Rescale the entries from the line that contains "the red painted" through the end of the entries. Reproduce those lines with the requests included, multiply every coordinate in the answers by 2.15, and round each result to a whole number, rounding halves up.

[Saved data entries]
* begin *

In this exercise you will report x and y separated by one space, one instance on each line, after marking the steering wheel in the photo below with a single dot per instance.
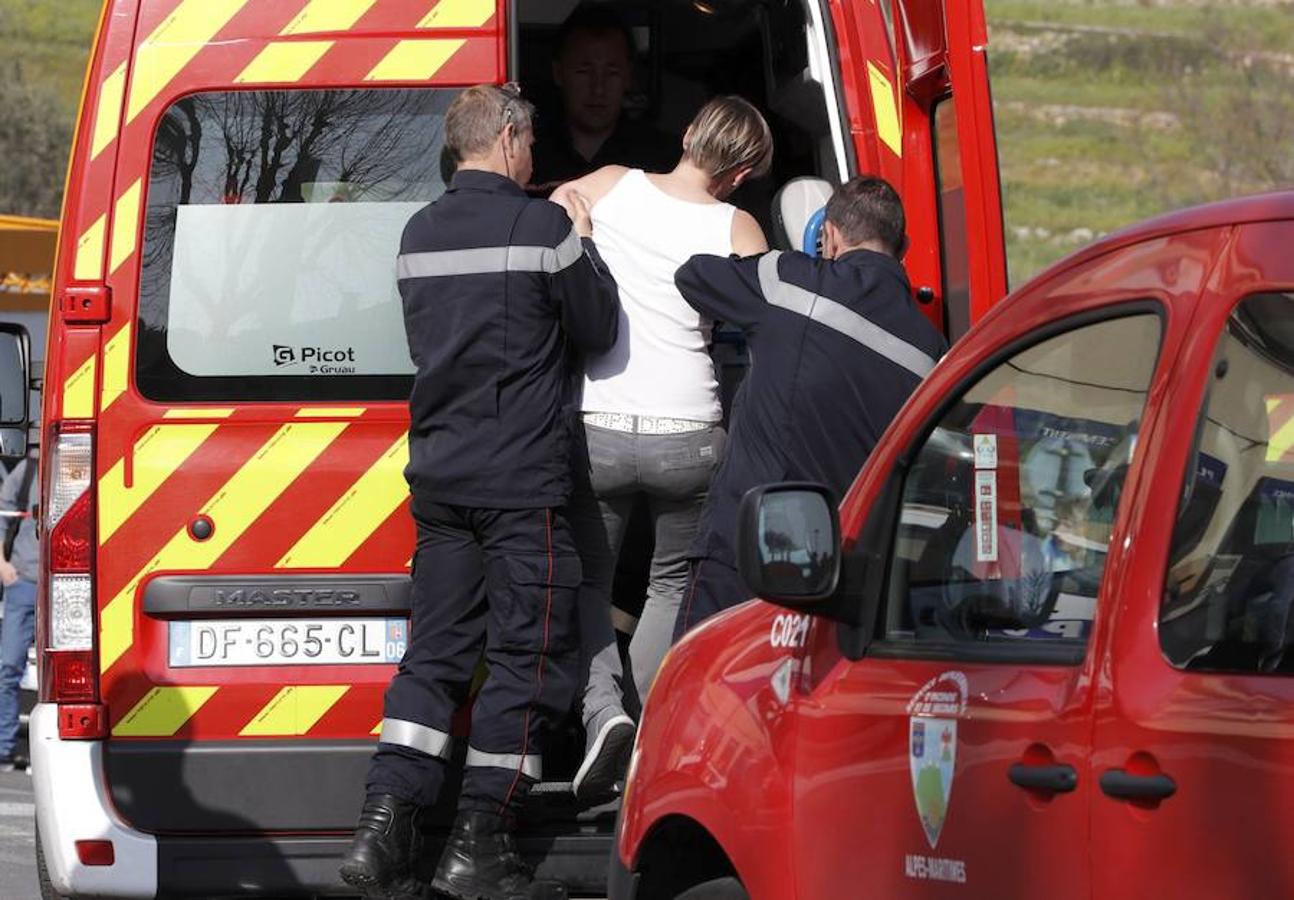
811 243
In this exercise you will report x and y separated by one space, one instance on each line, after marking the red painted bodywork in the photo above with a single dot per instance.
824 779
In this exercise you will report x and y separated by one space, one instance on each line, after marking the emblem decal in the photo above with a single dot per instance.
933 715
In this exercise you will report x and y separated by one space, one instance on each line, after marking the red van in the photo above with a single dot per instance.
1046 648
224 423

* end *

• [SOLVED EXERCISE]
In this exercise you will report x and y separated by one space, one instance on each line, after marking the red painted bodywork in the photo above with a single dot per instance.
1772 1675
In this exercise you will report x and y separated by one space, one instance on each line, after marking the emblem decal in the photo above with a single dot per instance.
2006 1537
In this exercise you will report x and y separated by one space, one instance on each line, after marking the red van in the photo above with a single dot per instance.
2249 1393
482 909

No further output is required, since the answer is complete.